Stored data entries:

== Segment start ==

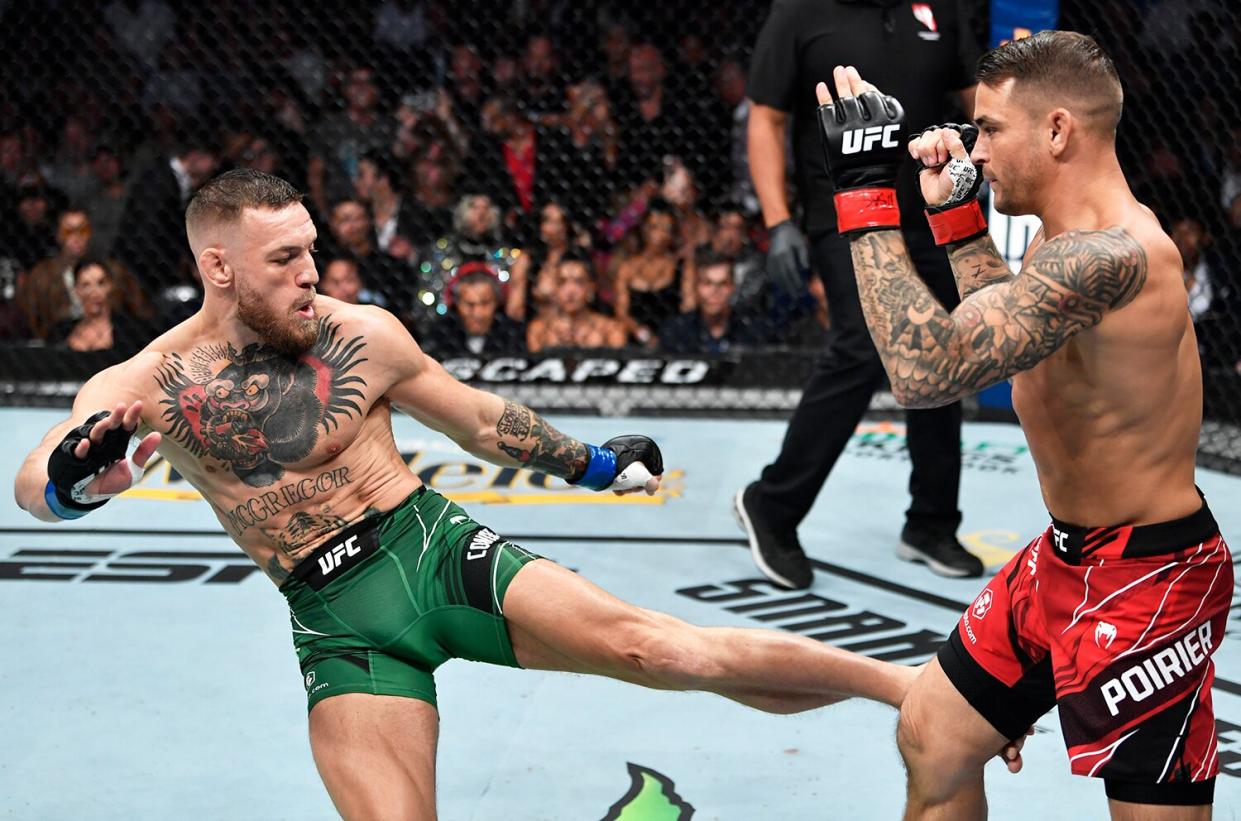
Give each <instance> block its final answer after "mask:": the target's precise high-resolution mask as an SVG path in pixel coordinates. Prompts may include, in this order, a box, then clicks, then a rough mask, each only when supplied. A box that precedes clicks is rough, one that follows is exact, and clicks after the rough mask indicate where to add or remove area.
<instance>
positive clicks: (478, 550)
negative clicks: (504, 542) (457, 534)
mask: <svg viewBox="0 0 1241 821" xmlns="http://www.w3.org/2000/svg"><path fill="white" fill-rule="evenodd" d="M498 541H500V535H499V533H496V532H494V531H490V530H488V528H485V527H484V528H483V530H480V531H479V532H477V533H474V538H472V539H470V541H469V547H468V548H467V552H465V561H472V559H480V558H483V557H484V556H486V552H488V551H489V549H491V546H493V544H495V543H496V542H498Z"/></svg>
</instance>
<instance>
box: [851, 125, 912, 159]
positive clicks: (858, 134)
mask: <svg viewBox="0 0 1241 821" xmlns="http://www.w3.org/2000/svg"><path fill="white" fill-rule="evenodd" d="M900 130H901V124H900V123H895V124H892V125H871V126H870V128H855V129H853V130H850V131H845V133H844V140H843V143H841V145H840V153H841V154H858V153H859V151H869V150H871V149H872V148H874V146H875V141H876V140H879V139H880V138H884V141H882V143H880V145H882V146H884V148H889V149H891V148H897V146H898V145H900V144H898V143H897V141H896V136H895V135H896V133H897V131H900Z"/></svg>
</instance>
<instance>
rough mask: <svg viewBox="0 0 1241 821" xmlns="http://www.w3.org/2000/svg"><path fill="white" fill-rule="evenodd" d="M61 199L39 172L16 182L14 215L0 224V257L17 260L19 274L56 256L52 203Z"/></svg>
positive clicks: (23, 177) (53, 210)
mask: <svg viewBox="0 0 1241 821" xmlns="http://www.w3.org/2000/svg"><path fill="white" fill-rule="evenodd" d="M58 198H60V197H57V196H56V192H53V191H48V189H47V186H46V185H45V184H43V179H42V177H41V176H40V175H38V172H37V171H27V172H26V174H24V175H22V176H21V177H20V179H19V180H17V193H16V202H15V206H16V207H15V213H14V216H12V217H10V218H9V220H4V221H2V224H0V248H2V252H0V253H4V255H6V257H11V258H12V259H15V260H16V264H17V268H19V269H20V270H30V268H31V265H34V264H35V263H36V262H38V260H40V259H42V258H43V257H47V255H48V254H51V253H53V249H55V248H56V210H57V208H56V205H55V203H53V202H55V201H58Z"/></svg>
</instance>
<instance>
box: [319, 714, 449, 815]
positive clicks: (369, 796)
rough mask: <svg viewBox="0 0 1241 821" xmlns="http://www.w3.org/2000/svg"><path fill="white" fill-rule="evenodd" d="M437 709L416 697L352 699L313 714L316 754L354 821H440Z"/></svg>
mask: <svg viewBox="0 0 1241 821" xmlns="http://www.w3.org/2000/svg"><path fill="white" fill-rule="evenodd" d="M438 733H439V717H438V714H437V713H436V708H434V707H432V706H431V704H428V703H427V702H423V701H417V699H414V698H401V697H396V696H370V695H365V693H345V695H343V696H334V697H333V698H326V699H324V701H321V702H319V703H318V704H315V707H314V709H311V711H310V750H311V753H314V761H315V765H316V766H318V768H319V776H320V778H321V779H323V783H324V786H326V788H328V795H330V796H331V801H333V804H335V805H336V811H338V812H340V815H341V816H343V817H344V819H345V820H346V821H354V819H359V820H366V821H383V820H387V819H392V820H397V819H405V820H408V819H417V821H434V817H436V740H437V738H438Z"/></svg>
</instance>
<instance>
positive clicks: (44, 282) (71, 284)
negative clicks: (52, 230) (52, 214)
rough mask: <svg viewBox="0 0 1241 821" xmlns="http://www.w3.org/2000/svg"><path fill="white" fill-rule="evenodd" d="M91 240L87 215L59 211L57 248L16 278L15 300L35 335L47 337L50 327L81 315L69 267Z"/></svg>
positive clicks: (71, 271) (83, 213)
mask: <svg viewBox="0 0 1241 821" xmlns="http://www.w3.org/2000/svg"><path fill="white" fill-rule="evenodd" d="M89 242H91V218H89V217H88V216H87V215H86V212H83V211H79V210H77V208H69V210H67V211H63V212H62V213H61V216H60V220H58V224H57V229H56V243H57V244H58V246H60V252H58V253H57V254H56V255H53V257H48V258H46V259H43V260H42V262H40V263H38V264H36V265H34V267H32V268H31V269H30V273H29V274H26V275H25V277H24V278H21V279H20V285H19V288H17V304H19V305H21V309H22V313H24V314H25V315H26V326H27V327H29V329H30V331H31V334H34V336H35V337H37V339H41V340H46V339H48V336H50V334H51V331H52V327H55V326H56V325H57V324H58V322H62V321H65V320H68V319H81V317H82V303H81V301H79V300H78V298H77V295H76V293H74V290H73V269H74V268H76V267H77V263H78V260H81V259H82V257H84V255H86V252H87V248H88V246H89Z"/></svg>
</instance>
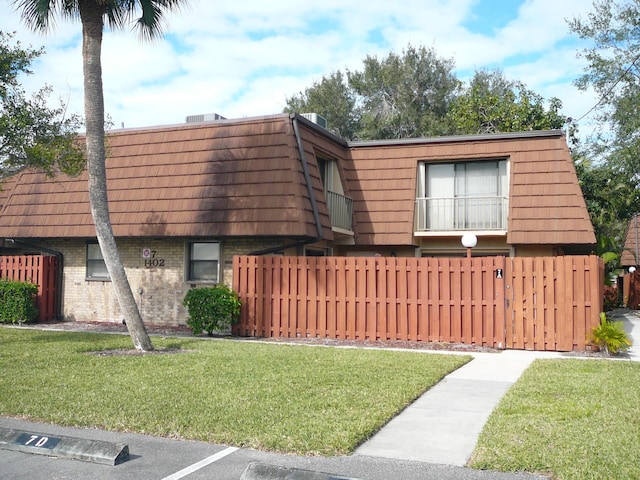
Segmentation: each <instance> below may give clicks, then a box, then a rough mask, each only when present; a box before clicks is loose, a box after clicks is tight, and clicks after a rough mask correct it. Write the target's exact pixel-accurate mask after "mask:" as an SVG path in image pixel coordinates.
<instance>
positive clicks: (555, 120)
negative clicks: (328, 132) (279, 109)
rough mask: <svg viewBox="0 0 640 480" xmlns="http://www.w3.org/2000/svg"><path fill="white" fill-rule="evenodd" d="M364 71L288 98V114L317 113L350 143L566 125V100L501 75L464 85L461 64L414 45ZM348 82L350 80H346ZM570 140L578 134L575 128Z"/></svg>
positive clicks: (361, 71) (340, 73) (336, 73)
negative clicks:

== Segment end ==

* _Assigned task_: Your copy should hold the lines from the one with "negative clicks: (52, 230) (52, 214)" up to and including the one with "negative clicks: (328, 132) (279, 109)", exactly as in the data above, and no pictures.

* _Task response_:
negative clicks: (52, 230) (52, 214)
rough mask: <svg viewBox="0 0 1241 821" xmlns="http://www.w3.org/2000/svg"><path fill="white" fill-rule="evenodd" d="M91 240L87 215L59 211L57 248L16 278L15 300L35 335L47 337L50 327L81 315L69 267Z"/></svg>
positive clicks: (71, 271) (83, 213)
mask: <svg viewBox="0 0 1241 821" xmlns="http://www.w3.org/2000/svg"><path fill="white" fill-rule="evenodd" d="M89 242H91V218H89V217H88V216H87V215H86V212H83V211H79V210H77V208H69V210H67V211H63V212H62V213H61V216H60V220H58V224H57V229H56V243H57V244H58V246H60V252H58V253H57V254H56V255H53V257H48V258H46V259H43V260H42V262H40V263H38V264H36V265H34V267H32V268H31V269H30V273H29V274H26V275H25V277H24V278H21V279H20V285H19V288H17V304H19V305H21V309H22V313H24V314H25V315H26V326H27V327H29V329H30V331H31V334H34V336H35V337H37V339H41V340H46V339H48V336H50V334H51V331H52V327H55V326H56V325H57V324H58V322H62V321H65V320H68V319H81V317H82V303H81V301H79V300H78V298H77V295H76V293H74V290H73V269H74V268H76V267H77V263H78V260H81V259H82V257H84V255H86V252H87V248H88V246H89Z"/></svg>
</instance>
Segmentation: each <instance> below may give clicks, then a box, then a rough mask, each only when present; a box before clicks is loose, a box after clicks is tight, and clicks after a rough mask correct it. Write the target's exact pixel-accurate mask after "mask:" as an SVG path in image pixel coordinates.
<instance>
positive clicks: (555, 120)
negative clicks: (328, 132) (279, 109)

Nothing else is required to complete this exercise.